** Opening Data shown block **

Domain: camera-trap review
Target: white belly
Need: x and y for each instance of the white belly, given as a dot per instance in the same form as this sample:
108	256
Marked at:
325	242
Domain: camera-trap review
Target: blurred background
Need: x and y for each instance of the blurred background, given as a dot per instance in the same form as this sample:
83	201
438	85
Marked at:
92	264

** Closing Data shown block **

▸ **What you need to do**
Report each line in the data that holds the word "form".

▸ **Your response**
Need: x and y for each instance of the white belly, given as a dot per instance in the same form as this sample:
Need: x and y for each instance of the blurred background, given as a dot per instance in the same form as this sample:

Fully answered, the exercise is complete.